What the task asks - Copy only what runs from the line containing "Practice task. Find the concrete" through the end of the material below, line for line, with both ends included.

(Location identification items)
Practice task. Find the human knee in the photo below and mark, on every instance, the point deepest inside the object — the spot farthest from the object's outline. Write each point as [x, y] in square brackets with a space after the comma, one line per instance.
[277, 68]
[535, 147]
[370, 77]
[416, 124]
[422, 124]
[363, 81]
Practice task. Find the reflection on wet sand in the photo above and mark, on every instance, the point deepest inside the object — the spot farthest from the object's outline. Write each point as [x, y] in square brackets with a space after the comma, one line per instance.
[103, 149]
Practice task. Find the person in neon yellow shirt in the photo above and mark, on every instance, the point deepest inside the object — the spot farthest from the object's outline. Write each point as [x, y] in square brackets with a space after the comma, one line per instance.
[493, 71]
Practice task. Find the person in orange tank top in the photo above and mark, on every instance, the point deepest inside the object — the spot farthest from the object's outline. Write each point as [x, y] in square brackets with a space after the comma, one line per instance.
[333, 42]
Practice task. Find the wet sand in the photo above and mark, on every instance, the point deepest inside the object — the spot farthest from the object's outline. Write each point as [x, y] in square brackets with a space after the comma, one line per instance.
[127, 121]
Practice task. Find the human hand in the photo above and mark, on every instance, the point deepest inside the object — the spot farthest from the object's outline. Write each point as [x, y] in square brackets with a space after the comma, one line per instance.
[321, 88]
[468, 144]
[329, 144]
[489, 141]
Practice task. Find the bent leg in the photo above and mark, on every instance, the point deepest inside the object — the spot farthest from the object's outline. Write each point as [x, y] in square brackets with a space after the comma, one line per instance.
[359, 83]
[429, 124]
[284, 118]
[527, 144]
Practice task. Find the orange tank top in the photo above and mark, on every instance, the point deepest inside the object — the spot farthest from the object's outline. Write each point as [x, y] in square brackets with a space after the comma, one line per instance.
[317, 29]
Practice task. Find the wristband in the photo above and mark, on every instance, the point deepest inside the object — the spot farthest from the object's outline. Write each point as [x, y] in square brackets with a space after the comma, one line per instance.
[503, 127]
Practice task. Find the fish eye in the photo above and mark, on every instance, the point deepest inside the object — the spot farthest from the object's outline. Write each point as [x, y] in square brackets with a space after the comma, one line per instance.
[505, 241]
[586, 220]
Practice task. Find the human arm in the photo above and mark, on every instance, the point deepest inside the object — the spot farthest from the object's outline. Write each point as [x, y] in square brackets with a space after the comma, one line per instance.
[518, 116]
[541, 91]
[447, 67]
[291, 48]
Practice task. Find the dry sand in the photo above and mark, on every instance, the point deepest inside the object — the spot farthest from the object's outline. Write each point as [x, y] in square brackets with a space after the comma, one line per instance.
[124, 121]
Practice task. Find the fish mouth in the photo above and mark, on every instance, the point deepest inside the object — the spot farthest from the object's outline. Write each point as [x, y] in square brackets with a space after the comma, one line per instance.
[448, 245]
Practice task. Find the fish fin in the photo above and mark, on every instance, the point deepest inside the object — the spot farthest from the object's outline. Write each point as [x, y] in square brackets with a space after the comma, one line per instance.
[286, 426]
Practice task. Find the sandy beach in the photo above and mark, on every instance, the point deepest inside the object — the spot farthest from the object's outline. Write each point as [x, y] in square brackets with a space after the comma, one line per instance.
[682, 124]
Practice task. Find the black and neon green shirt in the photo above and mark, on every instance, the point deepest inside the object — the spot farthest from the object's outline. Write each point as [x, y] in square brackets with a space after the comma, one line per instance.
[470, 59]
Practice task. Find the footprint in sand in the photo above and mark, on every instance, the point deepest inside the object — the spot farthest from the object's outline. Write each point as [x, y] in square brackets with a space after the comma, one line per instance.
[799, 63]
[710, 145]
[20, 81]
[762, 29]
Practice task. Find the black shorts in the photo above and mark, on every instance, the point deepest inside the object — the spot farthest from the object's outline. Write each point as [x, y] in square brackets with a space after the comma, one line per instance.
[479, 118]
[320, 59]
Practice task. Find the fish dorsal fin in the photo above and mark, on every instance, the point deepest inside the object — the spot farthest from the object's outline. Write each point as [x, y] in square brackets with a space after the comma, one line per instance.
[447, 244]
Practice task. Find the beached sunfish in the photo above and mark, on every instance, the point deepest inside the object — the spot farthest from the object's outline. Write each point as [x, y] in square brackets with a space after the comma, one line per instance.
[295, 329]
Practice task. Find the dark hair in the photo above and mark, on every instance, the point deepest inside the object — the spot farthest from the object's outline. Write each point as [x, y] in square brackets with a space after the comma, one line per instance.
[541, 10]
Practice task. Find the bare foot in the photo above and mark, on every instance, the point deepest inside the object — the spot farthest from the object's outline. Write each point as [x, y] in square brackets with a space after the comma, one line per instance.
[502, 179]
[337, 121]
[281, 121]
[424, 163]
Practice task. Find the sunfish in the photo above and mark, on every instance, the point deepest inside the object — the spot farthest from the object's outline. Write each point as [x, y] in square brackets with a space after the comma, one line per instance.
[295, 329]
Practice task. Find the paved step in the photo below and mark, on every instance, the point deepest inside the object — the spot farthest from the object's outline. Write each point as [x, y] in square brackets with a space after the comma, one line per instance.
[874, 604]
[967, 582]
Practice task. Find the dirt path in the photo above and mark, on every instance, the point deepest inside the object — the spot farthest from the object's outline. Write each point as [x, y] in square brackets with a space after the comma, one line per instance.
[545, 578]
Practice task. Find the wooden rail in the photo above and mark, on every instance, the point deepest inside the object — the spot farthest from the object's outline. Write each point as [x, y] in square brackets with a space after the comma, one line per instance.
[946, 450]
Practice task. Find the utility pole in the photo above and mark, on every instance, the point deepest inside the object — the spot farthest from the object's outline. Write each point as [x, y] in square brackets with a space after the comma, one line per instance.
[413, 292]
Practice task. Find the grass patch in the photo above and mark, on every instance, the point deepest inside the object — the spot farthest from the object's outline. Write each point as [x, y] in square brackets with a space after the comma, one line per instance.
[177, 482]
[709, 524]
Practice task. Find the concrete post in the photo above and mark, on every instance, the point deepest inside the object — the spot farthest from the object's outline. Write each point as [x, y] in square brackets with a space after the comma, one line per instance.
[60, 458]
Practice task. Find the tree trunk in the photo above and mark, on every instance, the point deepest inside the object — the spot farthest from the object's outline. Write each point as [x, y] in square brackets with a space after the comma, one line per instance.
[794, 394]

Answer to the task -
Practice task. Find the concrete post in the photo above and mark, on every instance, the point deepest inside the object — the spot farthest from the object's outline. Write each point as [x, y] in square brackets with a space after the comma, one line per instance.
[60, 458]
Practice task. Find the tree trunk in the photo above and mark, on every instance, the point deepest inside the object — the spot farthest from the object's outline. Write each point as [x, y] in square brackets with a space after the comma, one line per instance.
[794, 394]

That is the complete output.